**Input:**
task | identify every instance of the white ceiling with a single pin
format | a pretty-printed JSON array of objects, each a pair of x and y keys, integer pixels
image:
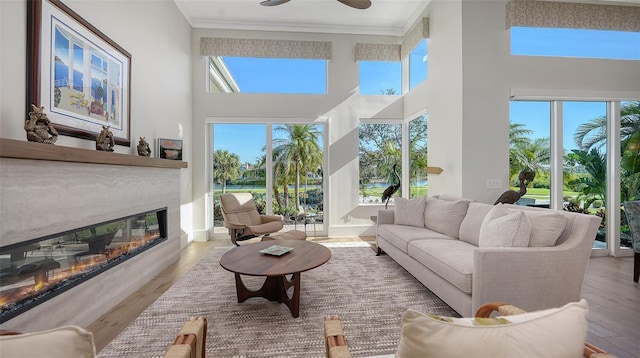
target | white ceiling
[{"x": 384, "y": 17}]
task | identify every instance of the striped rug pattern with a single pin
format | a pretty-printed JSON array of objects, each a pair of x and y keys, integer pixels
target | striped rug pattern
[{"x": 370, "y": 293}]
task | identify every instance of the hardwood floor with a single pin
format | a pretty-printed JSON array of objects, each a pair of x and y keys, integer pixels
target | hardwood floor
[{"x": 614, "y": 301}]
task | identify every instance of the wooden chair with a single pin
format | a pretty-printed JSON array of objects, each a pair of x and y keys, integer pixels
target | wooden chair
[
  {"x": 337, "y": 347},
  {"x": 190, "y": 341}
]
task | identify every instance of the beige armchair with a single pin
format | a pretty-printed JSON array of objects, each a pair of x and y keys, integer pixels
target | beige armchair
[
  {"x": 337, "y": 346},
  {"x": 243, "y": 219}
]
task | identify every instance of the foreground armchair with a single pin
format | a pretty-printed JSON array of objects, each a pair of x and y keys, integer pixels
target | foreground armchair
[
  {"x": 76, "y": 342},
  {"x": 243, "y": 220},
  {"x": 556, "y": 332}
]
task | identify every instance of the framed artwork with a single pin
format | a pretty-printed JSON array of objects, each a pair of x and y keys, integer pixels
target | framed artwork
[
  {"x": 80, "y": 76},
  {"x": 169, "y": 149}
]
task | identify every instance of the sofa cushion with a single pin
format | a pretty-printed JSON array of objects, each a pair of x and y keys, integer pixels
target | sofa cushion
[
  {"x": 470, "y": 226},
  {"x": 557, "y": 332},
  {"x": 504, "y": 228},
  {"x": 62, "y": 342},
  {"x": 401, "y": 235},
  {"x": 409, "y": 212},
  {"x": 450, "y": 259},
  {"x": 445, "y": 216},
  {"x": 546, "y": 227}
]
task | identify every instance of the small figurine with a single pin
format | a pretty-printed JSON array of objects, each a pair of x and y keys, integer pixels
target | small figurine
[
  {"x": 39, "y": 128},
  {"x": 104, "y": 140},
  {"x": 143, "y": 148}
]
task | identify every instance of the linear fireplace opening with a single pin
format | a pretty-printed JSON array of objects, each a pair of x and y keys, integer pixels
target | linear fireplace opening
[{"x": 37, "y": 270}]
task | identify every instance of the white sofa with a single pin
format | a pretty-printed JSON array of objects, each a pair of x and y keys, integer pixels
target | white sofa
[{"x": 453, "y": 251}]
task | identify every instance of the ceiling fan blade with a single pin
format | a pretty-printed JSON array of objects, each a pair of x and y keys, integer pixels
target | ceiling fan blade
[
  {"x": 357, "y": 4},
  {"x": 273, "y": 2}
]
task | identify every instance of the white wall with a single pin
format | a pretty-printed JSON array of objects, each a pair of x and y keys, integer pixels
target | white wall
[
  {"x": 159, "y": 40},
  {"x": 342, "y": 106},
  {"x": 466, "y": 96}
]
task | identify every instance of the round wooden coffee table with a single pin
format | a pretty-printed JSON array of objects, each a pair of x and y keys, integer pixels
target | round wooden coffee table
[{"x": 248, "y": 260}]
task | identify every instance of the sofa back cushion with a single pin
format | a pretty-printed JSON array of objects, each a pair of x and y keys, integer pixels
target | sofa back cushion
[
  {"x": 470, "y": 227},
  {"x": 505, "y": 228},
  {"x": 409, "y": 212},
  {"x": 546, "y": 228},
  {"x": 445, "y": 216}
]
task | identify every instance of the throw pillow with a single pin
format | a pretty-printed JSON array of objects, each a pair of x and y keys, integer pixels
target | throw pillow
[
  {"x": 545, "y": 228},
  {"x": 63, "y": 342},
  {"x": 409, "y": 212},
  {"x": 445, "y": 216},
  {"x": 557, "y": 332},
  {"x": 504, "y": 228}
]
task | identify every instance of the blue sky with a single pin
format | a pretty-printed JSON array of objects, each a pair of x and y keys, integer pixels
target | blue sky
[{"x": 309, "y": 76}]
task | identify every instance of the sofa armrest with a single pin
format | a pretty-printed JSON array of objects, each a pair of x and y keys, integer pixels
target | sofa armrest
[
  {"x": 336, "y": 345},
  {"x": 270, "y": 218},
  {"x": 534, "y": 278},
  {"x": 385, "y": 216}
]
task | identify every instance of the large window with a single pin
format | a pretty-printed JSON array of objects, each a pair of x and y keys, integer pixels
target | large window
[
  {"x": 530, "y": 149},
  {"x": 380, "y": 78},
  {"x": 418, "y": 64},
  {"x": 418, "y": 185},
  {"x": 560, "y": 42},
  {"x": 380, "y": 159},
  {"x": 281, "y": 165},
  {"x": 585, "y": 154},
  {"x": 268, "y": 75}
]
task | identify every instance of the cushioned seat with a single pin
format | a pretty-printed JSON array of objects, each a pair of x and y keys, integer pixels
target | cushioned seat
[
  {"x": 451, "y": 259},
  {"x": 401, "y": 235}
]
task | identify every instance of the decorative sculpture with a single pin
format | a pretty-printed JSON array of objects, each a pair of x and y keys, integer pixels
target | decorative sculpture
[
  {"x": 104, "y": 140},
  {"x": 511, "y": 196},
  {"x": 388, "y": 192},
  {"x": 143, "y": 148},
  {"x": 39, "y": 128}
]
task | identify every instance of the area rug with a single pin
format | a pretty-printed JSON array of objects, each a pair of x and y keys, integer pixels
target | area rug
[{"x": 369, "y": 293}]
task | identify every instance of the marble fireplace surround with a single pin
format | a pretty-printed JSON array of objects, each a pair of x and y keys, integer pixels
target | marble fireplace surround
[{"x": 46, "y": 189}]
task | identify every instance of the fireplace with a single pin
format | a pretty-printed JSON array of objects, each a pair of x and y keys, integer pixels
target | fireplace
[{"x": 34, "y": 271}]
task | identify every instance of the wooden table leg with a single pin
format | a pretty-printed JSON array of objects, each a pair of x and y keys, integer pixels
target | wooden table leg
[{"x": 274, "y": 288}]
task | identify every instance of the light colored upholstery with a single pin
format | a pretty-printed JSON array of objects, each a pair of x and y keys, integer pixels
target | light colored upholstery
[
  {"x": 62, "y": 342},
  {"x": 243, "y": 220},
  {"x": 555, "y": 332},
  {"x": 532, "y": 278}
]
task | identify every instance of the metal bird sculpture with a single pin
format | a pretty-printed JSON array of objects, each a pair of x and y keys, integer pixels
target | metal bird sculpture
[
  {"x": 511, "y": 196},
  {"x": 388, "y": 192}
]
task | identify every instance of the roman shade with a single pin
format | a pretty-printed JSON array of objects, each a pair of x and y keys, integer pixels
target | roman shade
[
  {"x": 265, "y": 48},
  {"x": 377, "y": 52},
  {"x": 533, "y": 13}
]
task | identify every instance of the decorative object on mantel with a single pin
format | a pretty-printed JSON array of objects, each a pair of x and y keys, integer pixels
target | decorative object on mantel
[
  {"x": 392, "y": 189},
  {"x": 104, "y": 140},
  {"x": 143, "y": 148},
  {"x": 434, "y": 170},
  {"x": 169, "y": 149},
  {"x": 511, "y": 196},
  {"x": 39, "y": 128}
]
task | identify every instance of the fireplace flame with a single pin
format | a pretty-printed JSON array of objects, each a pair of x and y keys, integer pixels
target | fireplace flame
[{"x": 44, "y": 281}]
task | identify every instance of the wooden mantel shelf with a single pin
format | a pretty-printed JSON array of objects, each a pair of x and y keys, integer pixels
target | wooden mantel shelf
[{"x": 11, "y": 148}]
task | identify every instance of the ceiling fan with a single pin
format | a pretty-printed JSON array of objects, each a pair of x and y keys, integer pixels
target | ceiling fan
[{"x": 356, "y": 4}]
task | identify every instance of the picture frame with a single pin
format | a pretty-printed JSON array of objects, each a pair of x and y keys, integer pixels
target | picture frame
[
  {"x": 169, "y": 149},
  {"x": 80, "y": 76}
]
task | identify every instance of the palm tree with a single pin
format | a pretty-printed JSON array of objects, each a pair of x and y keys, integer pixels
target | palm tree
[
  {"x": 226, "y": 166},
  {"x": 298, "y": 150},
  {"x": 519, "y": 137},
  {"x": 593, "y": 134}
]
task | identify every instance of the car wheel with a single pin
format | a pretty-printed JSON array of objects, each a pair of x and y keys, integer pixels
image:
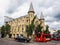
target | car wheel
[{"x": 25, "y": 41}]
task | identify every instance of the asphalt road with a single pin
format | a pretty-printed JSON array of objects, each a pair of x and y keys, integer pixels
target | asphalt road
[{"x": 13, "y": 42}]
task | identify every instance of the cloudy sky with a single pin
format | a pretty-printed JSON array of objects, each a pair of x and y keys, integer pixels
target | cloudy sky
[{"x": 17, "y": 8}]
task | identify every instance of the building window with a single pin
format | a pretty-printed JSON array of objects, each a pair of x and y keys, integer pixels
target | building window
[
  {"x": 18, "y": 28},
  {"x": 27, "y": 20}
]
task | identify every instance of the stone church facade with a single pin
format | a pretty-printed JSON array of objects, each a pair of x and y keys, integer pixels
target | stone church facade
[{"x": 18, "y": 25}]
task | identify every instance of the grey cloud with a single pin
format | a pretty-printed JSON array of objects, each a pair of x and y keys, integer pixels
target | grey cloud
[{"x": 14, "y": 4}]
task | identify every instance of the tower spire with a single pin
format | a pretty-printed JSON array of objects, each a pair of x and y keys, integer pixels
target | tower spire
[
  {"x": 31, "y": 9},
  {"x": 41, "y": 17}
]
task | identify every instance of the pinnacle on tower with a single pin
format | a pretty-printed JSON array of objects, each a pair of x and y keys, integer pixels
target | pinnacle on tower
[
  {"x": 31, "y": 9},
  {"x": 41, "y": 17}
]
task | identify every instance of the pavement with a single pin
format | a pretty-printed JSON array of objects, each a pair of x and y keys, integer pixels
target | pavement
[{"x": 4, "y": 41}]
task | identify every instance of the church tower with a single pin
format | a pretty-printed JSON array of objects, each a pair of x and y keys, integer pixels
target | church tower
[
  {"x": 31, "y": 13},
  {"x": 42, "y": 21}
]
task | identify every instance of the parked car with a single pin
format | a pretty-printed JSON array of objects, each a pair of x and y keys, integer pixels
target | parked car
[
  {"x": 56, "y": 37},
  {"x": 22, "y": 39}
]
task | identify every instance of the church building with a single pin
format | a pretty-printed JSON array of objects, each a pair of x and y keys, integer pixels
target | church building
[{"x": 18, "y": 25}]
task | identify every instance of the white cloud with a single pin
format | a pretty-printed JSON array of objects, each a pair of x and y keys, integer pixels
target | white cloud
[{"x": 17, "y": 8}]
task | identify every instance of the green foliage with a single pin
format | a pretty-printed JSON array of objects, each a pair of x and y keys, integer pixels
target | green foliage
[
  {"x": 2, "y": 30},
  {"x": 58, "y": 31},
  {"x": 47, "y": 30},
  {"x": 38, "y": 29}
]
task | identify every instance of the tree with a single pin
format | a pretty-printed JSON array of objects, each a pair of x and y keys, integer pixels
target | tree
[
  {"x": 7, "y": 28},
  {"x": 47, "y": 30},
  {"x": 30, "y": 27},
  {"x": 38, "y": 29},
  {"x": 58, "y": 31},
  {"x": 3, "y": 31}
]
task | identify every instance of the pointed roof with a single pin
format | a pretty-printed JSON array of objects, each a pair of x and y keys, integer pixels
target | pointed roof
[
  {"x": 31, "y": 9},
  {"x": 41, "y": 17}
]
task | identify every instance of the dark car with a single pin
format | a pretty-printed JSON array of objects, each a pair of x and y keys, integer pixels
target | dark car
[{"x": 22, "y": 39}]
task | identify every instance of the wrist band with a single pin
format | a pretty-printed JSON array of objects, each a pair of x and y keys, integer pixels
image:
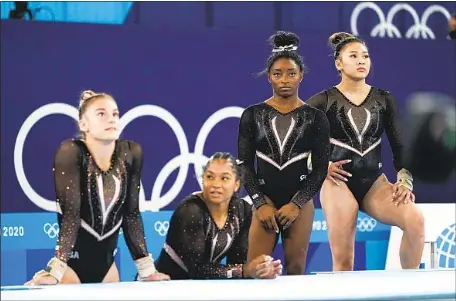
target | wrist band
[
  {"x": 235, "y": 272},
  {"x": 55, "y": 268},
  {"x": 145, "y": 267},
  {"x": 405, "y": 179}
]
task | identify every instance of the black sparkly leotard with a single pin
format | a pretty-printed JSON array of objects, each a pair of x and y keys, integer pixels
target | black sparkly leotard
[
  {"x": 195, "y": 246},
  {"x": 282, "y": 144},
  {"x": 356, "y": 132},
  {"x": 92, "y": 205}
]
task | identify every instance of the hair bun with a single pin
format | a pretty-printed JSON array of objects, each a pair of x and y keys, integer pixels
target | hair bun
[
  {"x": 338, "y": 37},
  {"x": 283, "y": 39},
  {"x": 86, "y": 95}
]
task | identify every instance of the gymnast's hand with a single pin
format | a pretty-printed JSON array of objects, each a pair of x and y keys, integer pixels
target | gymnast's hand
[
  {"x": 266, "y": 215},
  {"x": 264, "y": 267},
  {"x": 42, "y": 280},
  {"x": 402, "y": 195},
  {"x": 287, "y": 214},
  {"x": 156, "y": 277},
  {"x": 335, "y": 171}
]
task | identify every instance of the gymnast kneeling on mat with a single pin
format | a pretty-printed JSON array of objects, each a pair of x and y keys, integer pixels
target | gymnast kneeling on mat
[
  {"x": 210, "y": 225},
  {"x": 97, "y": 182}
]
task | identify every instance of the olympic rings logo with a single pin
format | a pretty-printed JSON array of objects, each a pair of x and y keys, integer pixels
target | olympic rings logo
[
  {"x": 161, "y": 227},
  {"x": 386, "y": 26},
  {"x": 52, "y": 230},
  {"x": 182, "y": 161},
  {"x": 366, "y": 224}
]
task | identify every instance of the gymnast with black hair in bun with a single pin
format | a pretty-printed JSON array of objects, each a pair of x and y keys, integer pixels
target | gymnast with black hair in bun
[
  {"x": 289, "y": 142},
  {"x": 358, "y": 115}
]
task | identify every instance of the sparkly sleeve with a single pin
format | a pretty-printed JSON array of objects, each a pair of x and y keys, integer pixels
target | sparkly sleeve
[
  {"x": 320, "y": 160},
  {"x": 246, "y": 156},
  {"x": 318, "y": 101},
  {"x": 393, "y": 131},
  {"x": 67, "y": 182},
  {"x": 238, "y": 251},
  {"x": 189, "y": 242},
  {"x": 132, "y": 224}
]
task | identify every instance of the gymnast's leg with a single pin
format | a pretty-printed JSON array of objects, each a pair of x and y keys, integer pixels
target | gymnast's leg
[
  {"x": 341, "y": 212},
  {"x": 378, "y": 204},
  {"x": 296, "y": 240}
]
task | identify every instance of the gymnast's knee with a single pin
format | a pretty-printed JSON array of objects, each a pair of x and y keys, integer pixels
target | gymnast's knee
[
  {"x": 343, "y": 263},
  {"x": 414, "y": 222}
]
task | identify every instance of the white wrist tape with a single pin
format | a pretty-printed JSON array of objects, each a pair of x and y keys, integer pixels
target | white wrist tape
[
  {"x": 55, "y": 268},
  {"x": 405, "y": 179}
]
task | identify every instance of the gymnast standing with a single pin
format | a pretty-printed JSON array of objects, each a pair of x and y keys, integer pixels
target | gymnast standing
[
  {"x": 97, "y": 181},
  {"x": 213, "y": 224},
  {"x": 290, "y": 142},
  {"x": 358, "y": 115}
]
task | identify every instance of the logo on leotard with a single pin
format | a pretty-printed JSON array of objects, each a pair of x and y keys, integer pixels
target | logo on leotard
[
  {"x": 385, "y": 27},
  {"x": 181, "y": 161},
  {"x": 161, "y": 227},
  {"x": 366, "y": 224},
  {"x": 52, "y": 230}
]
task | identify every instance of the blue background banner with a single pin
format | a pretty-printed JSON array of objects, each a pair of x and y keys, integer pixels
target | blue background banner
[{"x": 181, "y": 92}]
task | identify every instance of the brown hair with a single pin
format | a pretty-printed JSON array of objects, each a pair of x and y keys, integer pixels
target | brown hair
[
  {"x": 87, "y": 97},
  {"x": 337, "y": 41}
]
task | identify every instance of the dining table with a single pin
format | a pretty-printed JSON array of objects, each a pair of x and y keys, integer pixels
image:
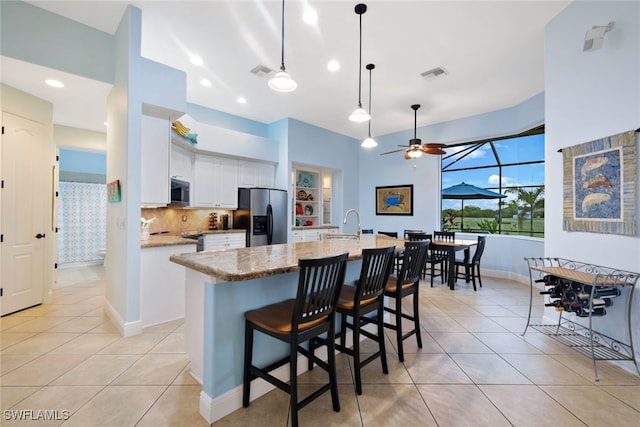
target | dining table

**Do this:** Write out exactly, and nothing more than, the lines of the entries above from the line containing "task | identify every instance of the white wrist" through the final line; omit any pictures.

**Exercise solution:**
task | identify every instance of the white wrist tape with a single pin
format | a pretty-printed JSON array of objects, each a pair of x and y keys, integer pixels
target | white wrist tape
[
  {"x": 55, "y": 268},
  {"x": 405, "y": 179}
]
task | identify every instance of the gymnast standing with a single pin
format | a pretty-printed JSON array of objects, each a pair of x and y keys, integer pixels
target | gymnast standing
[
  {"x": 97, "y": 181},
  {"x": 213, "y": 224},
  {"x": 290, "y": 142},
  {"x": 358, "y": 115}
]
task | identify every instance of the logo on leotard with a single pin
format | a pretty-printed JSON array of objects, each a pair of x and y keys, integer pixels
target | logo on leotard
[
  {"x": 385, "y": 27},
  {"x": 181, "y": 161},
  {"x": 161, "y": 227},
  {"x": 366, "y": 224},
  {"x": 52, "y": 230}
]
task | identify every instance of the blue background banner with a single pin
format | a pretty-printed JSON array of objects, each a pair of x and y keys, integer pixels
target | blue background banner
[{"x": 181, "y": 92}]
task | identify every instance of the brown hair with a single pin
format | a pretty-printed JSON array of objects, each a pair of x and y keys, integer pixels
target | brown hair
[
  {"x": 87, "y": 97},
  {"x": 337, "y": 41}
]
task | identify every instance of the dining table with a single pin
format | a pretty-printed JSON array of objects, each a pair of x and y keys, integer pixels
image:
target | dining table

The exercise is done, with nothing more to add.